- TASKS TO COMPLETE -
**A.** Translate this sentence from the article below on the NFL's marijuana policy into Spanish: "In a league where it has been estimated 50 percent of players use marijuana recreationally or as an opioid-free way to deal with pain, that's no small thing."
**B.** Carry on the article below about the NFL's new marijuana rules, picking up right after its final sentence.

NFL’s Draconian Marijuana Policy Goes Up in Smoke in New Labor Deal
The 10-year labor agreement between the NFL and players union was ratified on March 15
In the 10-year labor agreement between the NFL and its players union that was ratified on March 15, the league agreed to get with the times and loosen its rules on the use of marijuana.
In addition to receiving an increased amount of league revenue, the NFLPA also collectively bargained that players who test positive for marijuana will no longer be suspended.
Instead of hitting them with suspensions, the NFL will hit players who test positive in the wallet and fine them game checks depending on the number of positive tests. First-time positive offenders will be put into a league-mandated treatment program.
In a league where it has been estimated 50 percent of players use marijuana recreationally or as an opioid-free way to deal with pain, that’s no small thing.
Instead of being conducted from April to August, testing will be restricted to the first two weeks of training camp and the amount of THC found in a player’s system to result in a positive test has been raised fourfold.

- DATA SECTION -
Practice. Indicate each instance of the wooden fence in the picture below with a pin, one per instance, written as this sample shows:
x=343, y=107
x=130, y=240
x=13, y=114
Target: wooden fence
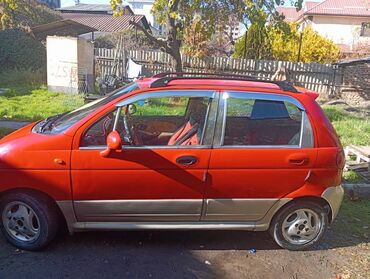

- TASK-BY-TASK ANSWERS -
**A.** En una liga en la que se ha estimado que el 50 por ciento de los jugadores consume marihuana de forma recreativa o como una manera libre de opioides de lidiar con el dolor, eso no es poca cosa.

**B.**
The changes to the policy reflect shifts by states across the country with regard to marijuana. In 11 states, including seven with NFL franchises, the drug is legal for any use and many others have approved it for medicinal reasons.
“The league’s considerations included a number of issues, including its status legally, but most important was always the advice and recommendations of the medical and clinical professionals,” Brian McCarthy, a league spokesman, told The New York Times.
While not identical, the NFL’s new policy is similar to the approach other professional leagues like the MLB and the NBA have taken with marijuana.